- _Quoted passage_:
Puromycin is an antibiotic protein synthesis inhibitor which causes premature chain termination during translation.

== Inhibition of translation ==

Puromycin is an aminonucleoside antibiotic, derived from the Streptomyces alboniger bacterium, that causes premature chain termination during translation taking place in the ribosome. Part of the molecule resembles the 3' end of the aminoacylated tRNA. It enters the A site and transfers to the growing chain, causing the formation of a puromycylated nascent chain and premature chain release. The exact mechanism of action is unknown at this time but the 3' position contains an amide linkage instead of the normal ester linkage of tRNA. That makes the molecule much more resistant to hydrolysis and stops the ribosome.

Puromycin is selective for either prokaryotes or eukaryotes.

Also of note, puromycin is critical in mRNA display. In this reaction, a puromycin molecule is chemically attached to the end of an mRNA template, which is then translated into protein. The puromycin can then form a covalent link to the growing peptide chain allowing the mRNA to be physically linked to its translational product.

Antibodies that recognize puromycylated nascent chains can also be used to purify newly synthesized polypeptides and to visualize the distribution of actively translating ribosomes by immunofluorescence.

== Peptidase inhibitor ==
Puromycin is a reversible inhibitor of dipeptidyl-peptidase II (serine peptidase) and cytosol alanyl aminopeptidase (metallopeptidase). The mechanism of inhibition is not well understood, however puromycin can be used to distinguish between aminopeptidase M (active) and cytosol alanyl aminopeptidase (inhibited by puromycin).

- _What this task involves_:
Can you print the entire puromycin passage word for word? You won't need any of the items.

- _Source information_:

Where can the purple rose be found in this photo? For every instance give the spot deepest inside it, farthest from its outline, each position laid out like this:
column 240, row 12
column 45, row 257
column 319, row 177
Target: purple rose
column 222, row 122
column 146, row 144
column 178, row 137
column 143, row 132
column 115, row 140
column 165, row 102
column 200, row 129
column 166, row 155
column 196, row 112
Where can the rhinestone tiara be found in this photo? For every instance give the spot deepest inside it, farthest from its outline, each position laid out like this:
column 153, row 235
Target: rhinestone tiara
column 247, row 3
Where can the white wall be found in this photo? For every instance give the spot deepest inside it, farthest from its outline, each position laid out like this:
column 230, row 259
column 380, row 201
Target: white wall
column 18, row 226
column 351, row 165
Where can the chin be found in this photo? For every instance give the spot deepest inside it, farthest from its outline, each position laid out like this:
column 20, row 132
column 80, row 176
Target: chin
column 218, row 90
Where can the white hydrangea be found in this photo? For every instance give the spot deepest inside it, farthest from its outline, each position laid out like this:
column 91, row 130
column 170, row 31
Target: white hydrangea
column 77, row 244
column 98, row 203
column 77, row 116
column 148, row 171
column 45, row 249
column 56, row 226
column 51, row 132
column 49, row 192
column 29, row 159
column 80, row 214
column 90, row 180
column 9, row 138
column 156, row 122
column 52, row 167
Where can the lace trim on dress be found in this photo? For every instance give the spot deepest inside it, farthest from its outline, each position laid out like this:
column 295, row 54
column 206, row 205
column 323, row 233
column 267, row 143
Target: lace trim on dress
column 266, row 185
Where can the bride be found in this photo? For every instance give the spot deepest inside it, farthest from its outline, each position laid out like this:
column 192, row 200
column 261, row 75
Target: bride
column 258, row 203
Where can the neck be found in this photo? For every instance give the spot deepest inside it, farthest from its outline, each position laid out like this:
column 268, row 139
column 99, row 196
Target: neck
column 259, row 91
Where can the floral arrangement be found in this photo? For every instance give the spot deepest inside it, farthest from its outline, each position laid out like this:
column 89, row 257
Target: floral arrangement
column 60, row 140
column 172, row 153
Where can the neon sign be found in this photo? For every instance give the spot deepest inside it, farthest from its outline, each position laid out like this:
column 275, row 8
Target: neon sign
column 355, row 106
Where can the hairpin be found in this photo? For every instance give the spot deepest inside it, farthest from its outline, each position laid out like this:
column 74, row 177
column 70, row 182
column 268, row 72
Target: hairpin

- _Response to this task_:
Puromycin is an antibiotic protein synthesis inhibitor which causes premature chain termination during translation.

== Inhibition of translation ==

Puromycin is an aminonucleoside antibiotic, derived from the Streptomyces alboniger bacterium, that causes premature chain termination during translation taking place in the ribosome. Part of the molecule resembles the 3' end of the aminoacylated tRNA. It enters the A site and transfers to the growing chain, causing the formation of a puromycylated nascent chain and premature chain release. The exact mechanism of action is unknown at this time but the 3' position contains an amide linkage instead of the normal ester linkage of tRNA. That makes the molecule much more resistant to hydrolysis and stops the ribosome.

Puromycin is selective for either prokaryotes or eukaryotes.

Also of note, puromycin is critical in mRNA display. In this reaction, a puromycin molecule is chemically attached to the end of an mRNA template, which is then translated into protein. The puromycin can then form a covalent link to the growing peptide chain allowing the mRNA to be physically linked to its translational product.

Antibodies that recognize puromycylated nascent chains can also be used to purify newly synthesized polypeptides and to visualize the distribution of actively translating ribosomes by immunofluorescence.

== Peptidase inhibitor ==
Puromycin is a reversible inhibitor of dipeptidyl-peptidase II (serine peptidase) and cytosol alanyl aminopeptidase (metallopeptidase). The mechanism of inhibition is not well understood, however puromycin can be used to distinguish between aminopeptidase M (active) and cytosol alanyl aminopeptidase (inhibited by puromycin).